What is Spinal Stenosis?
Hitting a 50th birthday is a big milestone and certainly something to celebrate. With it, though, often comes new health conditions that can be a pain in the neck — literally. Spinal stenosis mostly affects people over the age of 50, causing almost no symptoms in some, to debilitating pain in others.
Spinal stenosis develops when pressure is placed on the nerves that run through the spinal column. General “wear and tear” of the back, accidents, arthritis, and genetics are examples of factors that can contribute to the narrowing of the space within the spinal column. Any part of the spine can be affected but spinal stenosis is generally divided into two groups – cervical (upper neck) and lumber (lower back) (x).
Diagnosis usually requires a medical exam and imaging tests like an MRI or X-ray. Identifying the presence of stenosis is relatively straight-forward compared to treatment options, however. Treatment depends on the underlying cause of the condition, the severity of the symptoms and the patient’s overall health. Sometimes an exercise program, rest, and over-the-counter pain killers can provide relief. For others, treatment might include surgery and mobility aids such as walkers or braces (x). Keeping the spine as strong and healthy as possible through movement, diet and supplements can also help (x).

# [ASSIGNED TASK A]
Decide whether each statement agrees with the text on spinal stenosis: (i) the condition mostly affects people over the age of 50; (ii) diagnosis usually relies on imaging tests alone; (iii) identifying stenosis is harder than selecting a treatment. For each, answer yes or no and quote the deciding words of the text.
# [ASSIGNED TASK B]
Extend the text on spinal stenosis, starting after its final sentence.
The rows that follow are taken from a separate source.

# [SUPPLIED RECORDS]
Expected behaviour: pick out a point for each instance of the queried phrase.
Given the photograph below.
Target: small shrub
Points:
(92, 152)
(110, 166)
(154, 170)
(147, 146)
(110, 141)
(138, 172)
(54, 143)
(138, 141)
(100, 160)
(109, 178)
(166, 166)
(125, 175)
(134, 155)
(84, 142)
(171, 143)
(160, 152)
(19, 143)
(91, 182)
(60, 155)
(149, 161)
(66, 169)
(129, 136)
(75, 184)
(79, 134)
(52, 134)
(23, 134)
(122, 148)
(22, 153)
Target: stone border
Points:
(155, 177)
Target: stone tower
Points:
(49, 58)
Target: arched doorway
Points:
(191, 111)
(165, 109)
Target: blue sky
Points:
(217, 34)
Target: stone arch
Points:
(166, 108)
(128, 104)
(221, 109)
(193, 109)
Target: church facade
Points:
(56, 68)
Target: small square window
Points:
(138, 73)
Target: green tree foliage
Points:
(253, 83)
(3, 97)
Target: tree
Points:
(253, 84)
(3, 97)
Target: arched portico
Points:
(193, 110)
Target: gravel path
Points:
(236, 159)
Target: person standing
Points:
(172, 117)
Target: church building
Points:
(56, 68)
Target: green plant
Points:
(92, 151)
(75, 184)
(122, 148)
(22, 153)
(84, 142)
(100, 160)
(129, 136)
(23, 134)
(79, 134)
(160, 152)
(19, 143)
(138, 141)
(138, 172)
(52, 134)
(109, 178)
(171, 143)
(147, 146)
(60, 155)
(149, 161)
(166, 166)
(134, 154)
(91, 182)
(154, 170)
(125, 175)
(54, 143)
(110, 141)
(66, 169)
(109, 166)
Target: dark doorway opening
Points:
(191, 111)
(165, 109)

# [ANSWER SECTION A]
(i) Yes: "Spinal stenosis mostly affects people over the age of 50"
(ii) No: "Diagnosis usually requires a medical exam and imaging tests like an MRI or X-ray."
(iii) No: "Identifying the presence of stenosis is relatively straight-forward compared to treatment options"

# [ANSWER SECTION B]
Spinal Stenosis Symptoms
Symptoms of spinal stenosis vary depending on which area of the spine is affected. They may seem mild at first but can progress over time if not treated. Even with treatment, some effects may persist.
Some symptoms that can be associated with cervical stenosis include (x):
- Tingling sensation on the hand, foot, arm, or leg
- A weakness of the hand, foot, arm, or leg
- Neck pain
- Balance and walking issues
- In more severe cases, there might be a dysfunction in the bladder and bowel
Lumbar stenosis can bring about these symptoms (x):
- A weakness of the legs and arms
- Pain in the lower back
- Numbness of the buttocks and legs
- Tingling sensation in the feet and legs
- Pain in one or both legs when standing for a long time which maylessen when sitting or bending forward
- Balance issues
Because someone can have a narrowing in the spine but not experience any effects from it, spinal stenosis is only diagnosed when a person feels symptoms (x).
Spinal Stenosis Causes
To understand the possible causes of spinal stenosis, it may be helpful to better review the structure of the spine. Also known as the backbone, the spine is a series of bones called vertebrae that begin in the neck and continue all the way down to the tailbone. These bones encircle and protect the spinal canal which houses the important nerves inside (x).
Spinal stenosis is most commonly caused by osteoarthritis (x). With this degenerative joint disease, cartilage between bones wears down. In the case of spinal stenosis, the cartilage that cushions the vertebrae becomes thin, allowing the spine to move more easily. This in turn stimulates the growth of bone spurs on the vertebrae which can protrude into the spinal canal and disrupt the nerves (x).
Rheumatoid arthritis can also cause spinal stenosis, though less frequently (x).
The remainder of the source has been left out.